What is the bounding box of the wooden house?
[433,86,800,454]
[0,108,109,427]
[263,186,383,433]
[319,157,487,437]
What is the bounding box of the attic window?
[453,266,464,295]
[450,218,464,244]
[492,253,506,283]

Task goal: An exact reproduction of all the entries, complete to the last line, is needed.

Reply:
What is the bounding box of the wooden house?
[433,86,800,454]
[0,108,109,427]
[263,186,383,433]
[319,157,487,437]
What is the bounding box of the attic window?
[453,266,464,295]
[450,218,464,244]
[492,253,506,283]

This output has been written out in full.